Count the lines in the material that contain the string "face", treating uppercase and lowercase as different, and give only the number.

Begin

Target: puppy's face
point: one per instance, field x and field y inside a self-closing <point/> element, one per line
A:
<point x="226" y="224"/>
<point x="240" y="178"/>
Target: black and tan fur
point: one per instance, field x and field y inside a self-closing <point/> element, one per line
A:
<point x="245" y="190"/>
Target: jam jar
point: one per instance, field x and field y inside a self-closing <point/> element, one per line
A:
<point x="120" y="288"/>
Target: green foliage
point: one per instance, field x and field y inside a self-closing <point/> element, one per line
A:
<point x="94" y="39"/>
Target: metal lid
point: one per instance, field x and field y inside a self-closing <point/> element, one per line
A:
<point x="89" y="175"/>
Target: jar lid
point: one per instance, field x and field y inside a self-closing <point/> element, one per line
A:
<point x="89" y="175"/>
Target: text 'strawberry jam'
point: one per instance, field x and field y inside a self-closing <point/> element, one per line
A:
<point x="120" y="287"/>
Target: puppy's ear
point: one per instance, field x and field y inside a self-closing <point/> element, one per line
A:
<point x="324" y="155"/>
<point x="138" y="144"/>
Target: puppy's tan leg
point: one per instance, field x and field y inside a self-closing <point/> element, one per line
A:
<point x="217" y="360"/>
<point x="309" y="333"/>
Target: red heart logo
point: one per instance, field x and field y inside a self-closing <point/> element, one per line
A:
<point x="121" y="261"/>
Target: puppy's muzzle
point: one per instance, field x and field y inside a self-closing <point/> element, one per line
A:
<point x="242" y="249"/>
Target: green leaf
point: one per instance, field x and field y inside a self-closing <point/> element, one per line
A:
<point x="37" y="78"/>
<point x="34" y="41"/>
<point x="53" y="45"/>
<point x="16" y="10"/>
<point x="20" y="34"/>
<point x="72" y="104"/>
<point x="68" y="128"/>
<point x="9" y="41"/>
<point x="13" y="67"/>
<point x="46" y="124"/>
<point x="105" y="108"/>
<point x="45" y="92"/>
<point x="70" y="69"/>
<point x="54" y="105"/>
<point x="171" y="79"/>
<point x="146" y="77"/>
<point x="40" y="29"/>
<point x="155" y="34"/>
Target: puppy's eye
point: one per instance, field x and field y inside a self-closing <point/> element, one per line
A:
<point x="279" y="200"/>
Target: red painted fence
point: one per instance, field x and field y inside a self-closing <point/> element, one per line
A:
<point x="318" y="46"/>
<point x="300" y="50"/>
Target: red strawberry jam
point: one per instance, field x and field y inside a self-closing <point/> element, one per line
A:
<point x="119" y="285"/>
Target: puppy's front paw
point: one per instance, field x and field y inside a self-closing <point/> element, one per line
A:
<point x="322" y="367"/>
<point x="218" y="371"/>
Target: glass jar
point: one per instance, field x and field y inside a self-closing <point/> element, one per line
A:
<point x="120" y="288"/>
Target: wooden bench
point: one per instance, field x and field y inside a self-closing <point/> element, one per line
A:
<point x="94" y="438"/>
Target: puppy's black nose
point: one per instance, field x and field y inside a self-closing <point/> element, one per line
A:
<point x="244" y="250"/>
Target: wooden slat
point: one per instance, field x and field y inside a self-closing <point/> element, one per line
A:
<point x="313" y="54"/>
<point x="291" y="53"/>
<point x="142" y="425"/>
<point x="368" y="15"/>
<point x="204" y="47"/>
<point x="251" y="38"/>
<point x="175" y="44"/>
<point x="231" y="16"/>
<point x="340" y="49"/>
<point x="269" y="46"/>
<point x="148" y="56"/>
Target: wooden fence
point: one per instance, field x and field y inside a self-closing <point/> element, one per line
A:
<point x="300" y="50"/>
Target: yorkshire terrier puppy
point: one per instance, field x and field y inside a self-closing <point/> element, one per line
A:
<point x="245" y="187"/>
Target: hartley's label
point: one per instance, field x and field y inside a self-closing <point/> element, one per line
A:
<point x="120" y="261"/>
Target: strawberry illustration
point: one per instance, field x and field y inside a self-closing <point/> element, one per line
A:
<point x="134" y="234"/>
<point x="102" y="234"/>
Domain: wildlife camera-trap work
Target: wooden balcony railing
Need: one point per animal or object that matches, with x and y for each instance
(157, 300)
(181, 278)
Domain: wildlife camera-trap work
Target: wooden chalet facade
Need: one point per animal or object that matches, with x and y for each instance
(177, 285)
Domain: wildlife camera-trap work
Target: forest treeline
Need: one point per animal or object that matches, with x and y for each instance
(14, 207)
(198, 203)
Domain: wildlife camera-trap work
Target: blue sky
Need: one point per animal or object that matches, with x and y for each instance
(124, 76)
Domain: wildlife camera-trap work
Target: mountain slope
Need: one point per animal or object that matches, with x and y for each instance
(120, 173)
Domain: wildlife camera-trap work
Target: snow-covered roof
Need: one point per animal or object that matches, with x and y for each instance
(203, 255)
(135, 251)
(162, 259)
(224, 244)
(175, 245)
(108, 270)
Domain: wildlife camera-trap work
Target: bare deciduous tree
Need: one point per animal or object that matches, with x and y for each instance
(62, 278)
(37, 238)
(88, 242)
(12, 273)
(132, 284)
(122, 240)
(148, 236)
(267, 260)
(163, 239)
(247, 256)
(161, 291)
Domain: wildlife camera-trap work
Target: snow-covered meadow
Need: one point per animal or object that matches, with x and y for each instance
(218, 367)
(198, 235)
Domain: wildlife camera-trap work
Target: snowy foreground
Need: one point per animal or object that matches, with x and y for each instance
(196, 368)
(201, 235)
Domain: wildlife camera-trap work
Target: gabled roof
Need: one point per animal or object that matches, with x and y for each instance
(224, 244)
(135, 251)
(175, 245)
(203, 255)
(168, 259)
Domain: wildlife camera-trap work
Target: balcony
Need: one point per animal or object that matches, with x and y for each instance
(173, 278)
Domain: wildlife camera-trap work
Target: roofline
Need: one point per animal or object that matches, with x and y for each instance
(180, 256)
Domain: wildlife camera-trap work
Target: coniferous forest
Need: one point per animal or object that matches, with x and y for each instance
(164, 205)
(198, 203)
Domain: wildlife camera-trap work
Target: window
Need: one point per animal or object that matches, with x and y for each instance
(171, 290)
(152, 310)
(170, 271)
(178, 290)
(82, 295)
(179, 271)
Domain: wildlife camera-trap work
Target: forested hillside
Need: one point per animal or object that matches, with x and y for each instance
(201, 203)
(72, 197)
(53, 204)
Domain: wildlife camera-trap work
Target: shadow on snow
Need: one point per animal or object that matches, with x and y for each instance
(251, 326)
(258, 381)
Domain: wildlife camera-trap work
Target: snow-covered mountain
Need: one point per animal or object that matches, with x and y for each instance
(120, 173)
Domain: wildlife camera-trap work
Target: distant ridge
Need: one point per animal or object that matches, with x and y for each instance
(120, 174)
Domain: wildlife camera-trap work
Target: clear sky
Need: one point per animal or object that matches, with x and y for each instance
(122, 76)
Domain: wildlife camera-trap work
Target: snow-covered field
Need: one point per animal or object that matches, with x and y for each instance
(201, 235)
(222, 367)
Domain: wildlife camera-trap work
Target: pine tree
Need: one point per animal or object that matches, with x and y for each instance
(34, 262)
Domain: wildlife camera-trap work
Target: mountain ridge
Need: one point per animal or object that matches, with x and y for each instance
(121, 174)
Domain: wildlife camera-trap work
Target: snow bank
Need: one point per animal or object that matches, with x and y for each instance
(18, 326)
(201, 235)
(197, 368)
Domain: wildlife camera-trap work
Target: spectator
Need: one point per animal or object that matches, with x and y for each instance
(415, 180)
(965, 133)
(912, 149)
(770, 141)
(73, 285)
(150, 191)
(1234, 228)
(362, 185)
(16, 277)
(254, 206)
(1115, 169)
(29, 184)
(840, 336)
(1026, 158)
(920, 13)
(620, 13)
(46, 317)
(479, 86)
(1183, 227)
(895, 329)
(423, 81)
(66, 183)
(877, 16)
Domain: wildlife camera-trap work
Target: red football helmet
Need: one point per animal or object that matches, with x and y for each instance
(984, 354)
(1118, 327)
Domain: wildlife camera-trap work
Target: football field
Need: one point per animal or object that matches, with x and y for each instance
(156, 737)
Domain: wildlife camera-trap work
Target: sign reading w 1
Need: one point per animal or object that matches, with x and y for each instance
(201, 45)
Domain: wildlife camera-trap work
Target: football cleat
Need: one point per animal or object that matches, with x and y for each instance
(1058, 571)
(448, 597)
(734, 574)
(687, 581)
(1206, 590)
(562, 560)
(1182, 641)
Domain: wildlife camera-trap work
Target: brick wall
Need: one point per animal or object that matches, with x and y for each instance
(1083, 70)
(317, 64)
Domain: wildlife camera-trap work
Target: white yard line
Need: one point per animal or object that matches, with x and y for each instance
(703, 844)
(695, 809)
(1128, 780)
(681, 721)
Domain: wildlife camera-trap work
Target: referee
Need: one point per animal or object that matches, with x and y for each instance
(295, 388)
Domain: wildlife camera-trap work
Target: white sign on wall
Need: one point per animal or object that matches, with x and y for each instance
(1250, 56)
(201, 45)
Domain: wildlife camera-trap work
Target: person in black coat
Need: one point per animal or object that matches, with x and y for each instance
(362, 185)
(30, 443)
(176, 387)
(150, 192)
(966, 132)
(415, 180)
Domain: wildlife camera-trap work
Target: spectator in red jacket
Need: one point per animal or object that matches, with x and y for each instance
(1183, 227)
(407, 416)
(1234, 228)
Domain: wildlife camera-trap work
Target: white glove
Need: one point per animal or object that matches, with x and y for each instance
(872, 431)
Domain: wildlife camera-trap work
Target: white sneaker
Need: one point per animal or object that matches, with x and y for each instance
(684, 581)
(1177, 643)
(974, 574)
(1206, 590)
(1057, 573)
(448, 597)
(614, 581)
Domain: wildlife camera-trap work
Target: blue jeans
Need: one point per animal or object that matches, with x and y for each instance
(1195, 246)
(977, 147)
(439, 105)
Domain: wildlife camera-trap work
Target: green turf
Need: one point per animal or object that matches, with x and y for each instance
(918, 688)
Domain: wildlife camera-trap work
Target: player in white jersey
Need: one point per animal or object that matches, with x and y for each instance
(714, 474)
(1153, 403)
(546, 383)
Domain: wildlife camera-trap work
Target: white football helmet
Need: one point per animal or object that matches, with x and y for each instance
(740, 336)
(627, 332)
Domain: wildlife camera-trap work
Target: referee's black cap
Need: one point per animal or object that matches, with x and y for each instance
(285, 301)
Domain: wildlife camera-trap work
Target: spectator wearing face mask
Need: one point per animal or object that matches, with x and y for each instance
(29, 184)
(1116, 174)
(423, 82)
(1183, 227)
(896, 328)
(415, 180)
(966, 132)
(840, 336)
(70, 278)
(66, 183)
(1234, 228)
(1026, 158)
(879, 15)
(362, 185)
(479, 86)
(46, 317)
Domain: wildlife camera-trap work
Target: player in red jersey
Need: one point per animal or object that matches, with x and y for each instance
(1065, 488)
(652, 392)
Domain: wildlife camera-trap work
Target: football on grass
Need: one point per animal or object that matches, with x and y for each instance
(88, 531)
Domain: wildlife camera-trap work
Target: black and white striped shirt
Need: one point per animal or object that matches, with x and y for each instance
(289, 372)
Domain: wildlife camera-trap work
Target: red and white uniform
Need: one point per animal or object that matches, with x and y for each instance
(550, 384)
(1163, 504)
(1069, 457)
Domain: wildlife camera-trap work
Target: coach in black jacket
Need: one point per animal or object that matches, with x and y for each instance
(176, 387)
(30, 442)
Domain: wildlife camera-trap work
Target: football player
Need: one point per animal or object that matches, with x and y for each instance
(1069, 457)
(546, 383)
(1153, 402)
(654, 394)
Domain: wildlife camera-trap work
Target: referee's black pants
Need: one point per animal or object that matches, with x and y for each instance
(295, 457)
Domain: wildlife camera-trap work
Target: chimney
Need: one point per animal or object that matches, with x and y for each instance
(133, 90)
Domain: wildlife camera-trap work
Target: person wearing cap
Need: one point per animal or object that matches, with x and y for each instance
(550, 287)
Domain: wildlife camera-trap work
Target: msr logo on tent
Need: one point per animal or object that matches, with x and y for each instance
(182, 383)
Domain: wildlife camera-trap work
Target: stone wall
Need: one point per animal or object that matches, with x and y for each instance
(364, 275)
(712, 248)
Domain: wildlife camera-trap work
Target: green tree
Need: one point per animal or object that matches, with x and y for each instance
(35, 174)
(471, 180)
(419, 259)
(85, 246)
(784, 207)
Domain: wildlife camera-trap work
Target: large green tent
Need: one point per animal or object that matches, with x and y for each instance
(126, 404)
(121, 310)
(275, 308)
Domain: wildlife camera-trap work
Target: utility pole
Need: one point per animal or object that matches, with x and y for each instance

End

* Exercise solution: 2